=== Task statement ===
Could you render every line of the records below as a JSON list of strings, one string per line, with blank lines and the pictures left out?
"""
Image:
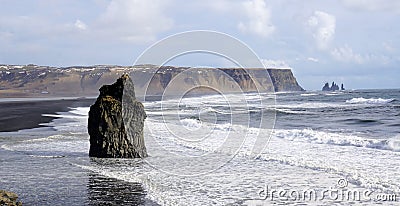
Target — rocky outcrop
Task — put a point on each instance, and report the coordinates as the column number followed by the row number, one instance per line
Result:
column 9, row 198
column 284, row 80
column 32, row 80
column 116, row 122
column 333, row 87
"""
=== Response below ===
[
  "Image:",
  "Target — rocky outcrop",
  "Task — put a point on each instance, and report the coordinates as the column number followed by the row number, one instance per line",
  "Result:",
  "column 9, row 198",
  "column 284, row 80",
  "column 32, row 80",
  "column 116, row 122",
  "column 333, row 87"
]